#### PROBLEM STATEMENT:
Give back each line of the records that contains the word "square". Case matters.

#### SUPPLIED DATA:

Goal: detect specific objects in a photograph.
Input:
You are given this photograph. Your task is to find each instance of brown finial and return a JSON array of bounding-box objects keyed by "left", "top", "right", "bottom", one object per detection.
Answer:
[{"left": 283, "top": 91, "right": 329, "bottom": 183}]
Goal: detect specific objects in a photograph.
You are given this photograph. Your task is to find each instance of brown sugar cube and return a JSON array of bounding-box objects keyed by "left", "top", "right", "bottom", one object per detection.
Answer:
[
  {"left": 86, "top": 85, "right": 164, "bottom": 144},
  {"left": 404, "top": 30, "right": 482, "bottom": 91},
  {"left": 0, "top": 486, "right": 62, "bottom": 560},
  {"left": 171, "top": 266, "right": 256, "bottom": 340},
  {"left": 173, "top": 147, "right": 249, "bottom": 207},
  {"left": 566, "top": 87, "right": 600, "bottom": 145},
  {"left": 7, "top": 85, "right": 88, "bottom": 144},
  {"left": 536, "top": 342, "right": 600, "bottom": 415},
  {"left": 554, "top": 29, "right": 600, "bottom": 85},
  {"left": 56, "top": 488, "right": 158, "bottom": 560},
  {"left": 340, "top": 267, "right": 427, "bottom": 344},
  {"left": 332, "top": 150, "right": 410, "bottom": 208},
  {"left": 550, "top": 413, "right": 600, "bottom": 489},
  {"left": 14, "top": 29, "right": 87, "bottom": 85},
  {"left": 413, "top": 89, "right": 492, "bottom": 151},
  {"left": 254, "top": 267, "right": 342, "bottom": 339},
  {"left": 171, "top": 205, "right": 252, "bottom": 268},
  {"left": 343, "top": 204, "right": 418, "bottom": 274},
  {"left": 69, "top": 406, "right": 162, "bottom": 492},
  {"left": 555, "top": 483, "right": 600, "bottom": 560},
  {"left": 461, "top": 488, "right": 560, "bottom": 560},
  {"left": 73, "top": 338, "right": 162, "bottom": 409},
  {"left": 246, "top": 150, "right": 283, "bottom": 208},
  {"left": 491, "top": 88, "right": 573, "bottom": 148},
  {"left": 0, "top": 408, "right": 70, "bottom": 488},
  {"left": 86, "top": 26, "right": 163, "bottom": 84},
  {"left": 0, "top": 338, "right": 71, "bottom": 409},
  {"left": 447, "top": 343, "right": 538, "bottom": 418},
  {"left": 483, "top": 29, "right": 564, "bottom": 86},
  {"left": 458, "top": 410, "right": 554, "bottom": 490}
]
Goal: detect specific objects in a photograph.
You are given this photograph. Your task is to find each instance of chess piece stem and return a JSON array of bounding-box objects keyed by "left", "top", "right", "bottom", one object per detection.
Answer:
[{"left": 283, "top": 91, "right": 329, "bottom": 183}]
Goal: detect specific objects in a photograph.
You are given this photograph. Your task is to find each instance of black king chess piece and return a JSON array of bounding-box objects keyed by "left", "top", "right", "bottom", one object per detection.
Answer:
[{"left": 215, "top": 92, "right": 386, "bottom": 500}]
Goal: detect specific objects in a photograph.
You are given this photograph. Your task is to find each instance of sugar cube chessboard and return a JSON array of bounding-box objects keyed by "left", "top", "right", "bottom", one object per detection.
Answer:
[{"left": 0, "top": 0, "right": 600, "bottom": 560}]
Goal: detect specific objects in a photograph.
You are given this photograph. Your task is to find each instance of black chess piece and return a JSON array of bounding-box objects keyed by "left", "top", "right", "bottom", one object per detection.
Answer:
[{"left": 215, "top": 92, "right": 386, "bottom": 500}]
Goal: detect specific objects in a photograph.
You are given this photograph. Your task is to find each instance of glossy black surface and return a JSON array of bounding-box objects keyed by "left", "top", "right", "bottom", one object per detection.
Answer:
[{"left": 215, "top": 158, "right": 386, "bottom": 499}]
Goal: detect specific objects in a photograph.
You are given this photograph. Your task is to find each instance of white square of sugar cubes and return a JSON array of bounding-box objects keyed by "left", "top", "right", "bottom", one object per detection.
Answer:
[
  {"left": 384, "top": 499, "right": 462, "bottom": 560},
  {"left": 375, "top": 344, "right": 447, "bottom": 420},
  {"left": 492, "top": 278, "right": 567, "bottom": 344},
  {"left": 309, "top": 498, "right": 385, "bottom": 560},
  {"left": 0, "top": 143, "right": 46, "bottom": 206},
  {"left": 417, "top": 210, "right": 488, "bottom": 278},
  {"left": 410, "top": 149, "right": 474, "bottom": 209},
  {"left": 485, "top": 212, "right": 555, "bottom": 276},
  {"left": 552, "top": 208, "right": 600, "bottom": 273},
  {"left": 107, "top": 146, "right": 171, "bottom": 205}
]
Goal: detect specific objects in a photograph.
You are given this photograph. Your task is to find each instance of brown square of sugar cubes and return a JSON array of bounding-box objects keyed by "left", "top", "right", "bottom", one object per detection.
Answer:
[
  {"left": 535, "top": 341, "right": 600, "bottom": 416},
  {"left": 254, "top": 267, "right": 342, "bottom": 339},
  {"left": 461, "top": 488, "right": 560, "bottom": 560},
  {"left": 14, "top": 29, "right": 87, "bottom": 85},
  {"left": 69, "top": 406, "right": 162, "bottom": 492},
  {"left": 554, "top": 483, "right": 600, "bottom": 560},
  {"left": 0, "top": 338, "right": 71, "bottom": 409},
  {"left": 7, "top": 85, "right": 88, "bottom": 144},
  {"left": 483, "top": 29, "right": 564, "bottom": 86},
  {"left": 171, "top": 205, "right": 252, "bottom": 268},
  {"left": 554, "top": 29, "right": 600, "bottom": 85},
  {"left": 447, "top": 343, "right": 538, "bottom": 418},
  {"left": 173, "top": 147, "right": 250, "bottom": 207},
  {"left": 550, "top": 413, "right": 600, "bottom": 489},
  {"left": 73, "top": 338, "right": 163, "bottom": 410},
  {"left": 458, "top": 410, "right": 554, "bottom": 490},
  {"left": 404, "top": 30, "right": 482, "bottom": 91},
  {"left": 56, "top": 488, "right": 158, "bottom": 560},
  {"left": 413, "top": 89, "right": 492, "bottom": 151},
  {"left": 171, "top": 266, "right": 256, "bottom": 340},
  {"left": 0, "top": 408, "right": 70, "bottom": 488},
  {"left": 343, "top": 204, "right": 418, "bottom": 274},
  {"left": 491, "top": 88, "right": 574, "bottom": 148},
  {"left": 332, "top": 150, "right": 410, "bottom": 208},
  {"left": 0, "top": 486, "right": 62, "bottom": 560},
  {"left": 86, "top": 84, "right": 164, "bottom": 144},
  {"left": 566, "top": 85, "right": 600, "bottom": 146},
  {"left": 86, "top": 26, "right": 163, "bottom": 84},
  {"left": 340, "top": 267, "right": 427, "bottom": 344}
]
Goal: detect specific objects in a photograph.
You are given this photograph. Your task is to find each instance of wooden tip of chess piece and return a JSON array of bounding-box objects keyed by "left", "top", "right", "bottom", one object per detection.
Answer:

#### RESPONSE TO THIS EXERCISE:
You are given this photograph. Your task is to find each instance of white square of sugar cubes and return a JSON array of bounding-box objects keyed by "left", "top", "right", "bottom", one object per detection.
You are given this photograph. Your task is to find each instance of brown square of sugar cubes and return a JSON array of bounding-box objects keyed by "left", "top", "right", "bottom", one object per detection.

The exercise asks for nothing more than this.